Rewrite the records from their start through the line that contains "[367,100,371,132]", replacing every "room" with "neighborhood" and leaving everything else unchanged. Leave the pictures out of your answer.

## Start

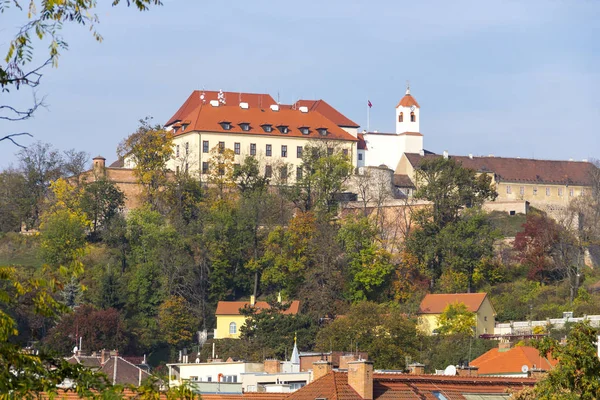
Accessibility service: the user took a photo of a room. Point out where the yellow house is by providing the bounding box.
[214,296,300,339]
[419,293,496,336]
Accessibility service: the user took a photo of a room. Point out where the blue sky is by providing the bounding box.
[0,0,600,167]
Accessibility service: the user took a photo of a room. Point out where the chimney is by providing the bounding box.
[313,360,332,381]
[264,360,281,374]
[456,365,479,376]
[92,156,106,176]
[348,360,373,400]
[408,363,425,375]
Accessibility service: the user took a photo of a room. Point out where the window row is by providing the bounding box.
[506,185,585,197]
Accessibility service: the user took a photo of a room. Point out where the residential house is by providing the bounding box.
[214,296,300,339]
[286,361,536,400]
[65,350,151,387]
[419,293,496,336]
[469,342,558,378]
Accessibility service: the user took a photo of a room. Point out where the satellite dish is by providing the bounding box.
[444,365,456,376]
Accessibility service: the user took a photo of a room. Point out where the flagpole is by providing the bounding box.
[367,100,371,132]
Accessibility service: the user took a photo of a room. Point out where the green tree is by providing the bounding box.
[80,179,125,232]
[117,118,173,208]
[415,157,498,229]
[437,302,476,336]
[316,301,421,369]
[516,322,600,400]
[158,296,197,349]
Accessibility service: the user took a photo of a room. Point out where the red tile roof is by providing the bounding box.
[406,153,596,186]
[170,104,358,142]
[419,293,487,314]
[286,371,536,400]
[166,90,277,126]
[470,346,558,375]
[215,300,300,315]
[289,100,360,128]
[396,94,420,108]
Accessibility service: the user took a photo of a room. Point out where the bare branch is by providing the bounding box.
[0,132,33,149]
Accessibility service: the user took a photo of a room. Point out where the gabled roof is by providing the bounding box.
[282,100,360,128]
[286,371,536,400]
[419,293,487,314]
[169,103,358,142]
[215,300,300,315]
[165,90,277,126]
[396,93,420,108]
[470,346,558,375]
[406,153,596,186]
[286,371,362,400]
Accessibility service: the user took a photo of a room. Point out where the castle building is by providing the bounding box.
[166,91,359,183]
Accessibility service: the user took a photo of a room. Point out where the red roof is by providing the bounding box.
[396,93,420,108]
[166,90,277,126]
[286,371,536,400]
[287,100,359,128]
[419,293,487,314]
[215,300,300,315]
[406,153,596,186]
[470,346,558,375]
[169,103,358,142]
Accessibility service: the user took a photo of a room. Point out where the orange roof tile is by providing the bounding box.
[175,104,358,142]
[396,93,420,108]
[215,300,300,315]
[166,90,277,126]
[406,153,596,186]
[289,100,360,128]
[470,346,558,375]
[419,293,487,314]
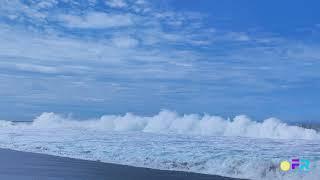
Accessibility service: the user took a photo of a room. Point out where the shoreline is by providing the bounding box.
[0,148,246,180]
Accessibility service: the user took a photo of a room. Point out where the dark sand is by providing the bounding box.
[0,149,245,180]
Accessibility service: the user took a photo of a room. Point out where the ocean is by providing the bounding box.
[0,111,320,180]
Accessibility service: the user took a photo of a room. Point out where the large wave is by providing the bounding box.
[0,110,320,140]
[0,110,320,180]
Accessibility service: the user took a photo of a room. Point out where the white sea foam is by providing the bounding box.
[21,110,320,139]
[0,111,320,180]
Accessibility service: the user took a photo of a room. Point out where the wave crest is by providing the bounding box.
[14,110,320,139]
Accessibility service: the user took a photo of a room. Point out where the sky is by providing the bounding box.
[0,0,320,122]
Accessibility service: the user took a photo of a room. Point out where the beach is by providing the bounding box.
[0,149,242,180]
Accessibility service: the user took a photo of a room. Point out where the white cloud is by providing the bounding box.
[58,12,133,29]
[106,0,127,8]
[112,36,139,48]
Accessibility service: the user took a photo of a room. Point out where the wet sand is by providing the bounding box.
[0,149,245,180]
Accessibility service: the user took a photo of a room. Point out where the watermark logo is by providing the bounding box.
[280,159,310,171]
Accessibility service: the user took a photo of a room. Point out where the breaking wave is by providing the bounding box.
[0,110,320,140]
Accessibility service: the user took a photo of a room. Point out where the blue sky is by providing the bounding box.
[0,0,320,122]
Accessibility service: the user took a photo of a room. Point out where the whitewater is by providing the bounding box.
[0,110,320,180]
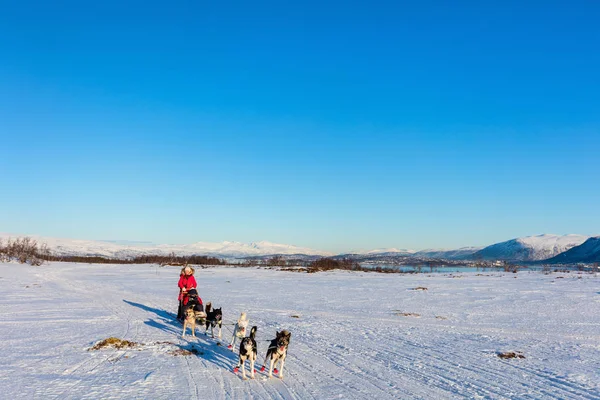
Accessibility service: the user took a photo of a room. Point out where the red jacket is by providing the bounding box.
[177,274,196,305]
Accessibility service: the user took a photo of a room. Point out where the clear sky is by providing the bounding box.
[0,0,600,252]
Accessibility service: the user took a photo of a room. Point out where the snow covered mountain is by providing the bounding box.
[547,236,600,264]
[473,234,589,261]
[0,234,331,257]
[413,247,483,260]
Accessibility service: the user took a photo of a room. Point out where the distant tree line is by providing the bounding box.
[0,237,227,266]
[306,257,402,274]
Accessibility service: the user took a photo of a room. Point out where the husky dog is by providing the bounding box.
[233,326,257,380]
[260,330,292,379]
[227,313,250,351]
[187,289,206,325]
[181,307,196,337]
[204,303,223,339]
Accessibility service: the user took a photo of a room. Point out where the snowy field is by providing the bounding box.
[0,263,600,400]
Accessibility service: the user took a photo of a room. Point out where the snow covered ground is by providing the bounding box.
[0,263,600,399]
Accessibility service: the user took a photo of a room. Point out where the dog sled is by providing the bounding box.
[181,289,206,324]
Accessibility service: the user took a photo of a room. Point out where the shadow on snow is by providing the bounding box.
[123,299,238,371]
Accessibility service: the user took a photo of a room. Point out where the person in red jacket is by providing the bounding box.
[177,265,197,320]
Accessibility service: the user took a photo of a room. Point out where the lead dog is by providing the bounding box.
[204,303,223,339]
[233,326,258,380]
[227,313,250,351]
[260,330,292,379]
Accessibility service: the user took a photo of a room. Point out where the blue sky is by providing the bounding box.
[0,0,600,252]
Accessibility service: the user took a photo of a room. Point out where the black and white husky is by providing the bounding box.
[233,326,258,380]
[260,330,292,379]
[227,313,250,351]
[204,303,223,339]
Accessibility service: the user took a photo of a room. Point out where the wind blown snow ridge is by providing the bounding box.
[0,234,331,257]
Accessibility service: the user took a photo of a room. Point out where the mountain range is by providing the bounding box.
[0,233,600,263]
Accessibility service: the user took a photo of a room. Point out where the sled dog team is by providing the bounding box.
[177,266,292,380]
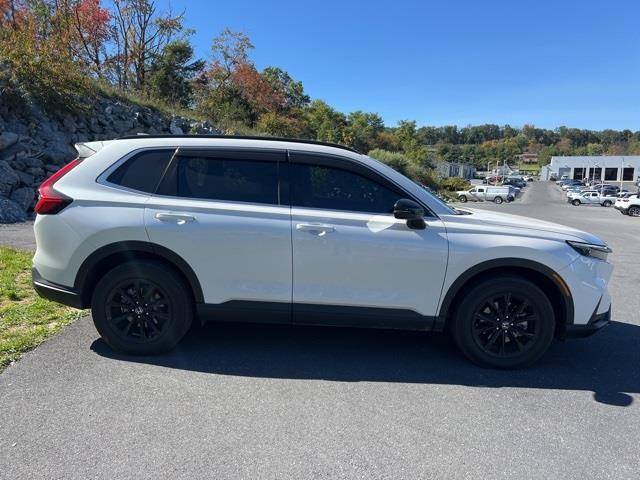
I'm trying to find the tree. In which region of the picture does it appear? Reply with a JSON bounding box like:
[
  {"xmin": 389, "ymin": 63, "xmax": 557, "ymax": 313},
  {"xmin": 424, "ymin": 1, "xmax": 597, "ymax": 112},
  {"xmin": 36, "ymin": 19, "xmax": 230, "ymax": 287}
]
[
  {"xmin": 71, "ymin": 0, "xmax": 112, "ymax": 77},
  {"xmin": 113, "ymin": 0, "xmax": 184, "ymax": 90},
  {"xmin": 148, "ymin": 40, "xmax": 205, "ymax": 107},
  {"xmin": 343, "ymin": 110, "xmax": 384, "ymax": 152},
  {"xmin": 306, "ymin": 100, "xmax": 347, "ymax": 143},
  {"xmin": 211, "ymin": 27, "xmax": 254, "ymax": 80},
  {"xmin": 262, "ymin": 67, "xmax": 311, "ymax": 109}
]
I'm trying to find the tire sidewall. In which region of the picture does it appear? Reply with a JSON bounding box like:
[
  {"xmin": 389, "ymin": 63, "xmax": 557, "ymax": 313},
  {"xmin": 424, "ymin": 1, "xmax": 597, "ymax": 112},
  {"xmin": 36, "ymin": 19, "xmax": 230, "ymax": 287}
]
[
  {"xmin": 452, "ymin": 276, "xmax": 555, "ymax": 369},
  {"xmin": 91, "ymin": 261, "xmax": 193, "ymax": 355}
]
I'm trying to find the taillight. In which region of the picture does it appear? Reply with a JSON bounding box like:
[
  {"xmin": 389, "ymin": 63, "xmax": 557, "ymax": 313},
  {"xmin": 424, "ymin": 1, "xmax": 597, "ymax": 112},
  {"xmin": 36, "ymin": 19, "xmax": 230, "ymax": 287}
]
[{"xmin": 35, "ymin": 158, "xmax": 80, "ymax": 215}]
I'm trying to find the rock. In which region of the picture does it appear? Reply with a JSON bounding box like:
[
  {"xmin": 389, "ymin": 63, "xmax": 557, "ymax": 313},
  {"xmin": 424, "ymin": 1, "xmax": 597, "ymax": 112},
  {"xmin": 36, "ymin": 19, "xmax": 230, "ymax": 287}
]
[
  {"xmin": 62, "ymin": 115, "xmax": 78, "ymax": 133},
  {"xmin": 0, "ymin": 132, "xmax": 20, "ymax": 150},
  {"xmin": 25, "ymin": 167, "xmax": 44, "ymax": 178},
  {"xmin": 0, "ymin": 160, "xmax": 20, "ymax": 197},
  {"xmin": 16, "ymin": 170, "xmax": 35, "ymax": 187},
  {"xmin": 10, "ymin": 187, "xmax": 36, "ymax": 211},
  {"xmin": 169, "ymin": 120, "xmax": 184, "ymax": 135},
  {"xmin": 21, "ymin": 157, "xmax": 43, "ymax": 168},
  {"xmin": 0, "ymin": 197, "xmax": 27, "ymax": 223}
]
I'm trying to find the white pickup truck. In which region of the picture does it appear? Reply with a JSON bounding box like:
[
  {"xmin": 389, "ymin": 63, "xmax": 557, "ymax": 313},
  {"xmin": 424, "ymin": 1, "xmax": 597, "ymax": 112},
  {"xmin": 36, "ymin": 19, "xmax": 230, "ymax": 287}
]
[
  {"xmin": 568, "ymin": 190, "xmax": 617, "ymax": 207},
  {"xmin": 456, "ymin": 185, "xmax": 515, "ymax": 204}
]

## End

Task answer:
Accessibility service: the user took a photo of a neighborhood. Point out where the yellow house is by providing the bounding box.
[214,296,300,339]
[419,293,496,336]
Accessibility service: the user took a photo of a neighborhood. Point out where the blue sky is by providing the bounding box.
[0,0,600,167]
Accessibility service: the user took a photo of a neighborhood. Point out where the chimney is by providing the bounding box.
[313,360,332,381]
[264,360,281,374]
[456,365,479,376]
[92,156,106,176]
[348,360,373,400]
[408,363,425,375]
Accessibility service: the user took a photo of a neighborhood. Point out where the window row is by providing the bounding box.
[506,185,585,197]
Accessibility service: the user took a photo of a neighborhood. Point out where the residential house is by providing the bounding box.
[214,296,300,339]
[286,361,536,400]
[65,350,151,387]
[419,293,496,336]
[469,342,558,378]
Accessibility service: the user took a photo of a neighborhood. Point out where the satellite dish is by providing the bounding box.
[444,365,456,376]
Accessibility service: the user took a photo of a neighborhood. Point out where the flagpole is by providing the bounding box.
[367,100,371,132]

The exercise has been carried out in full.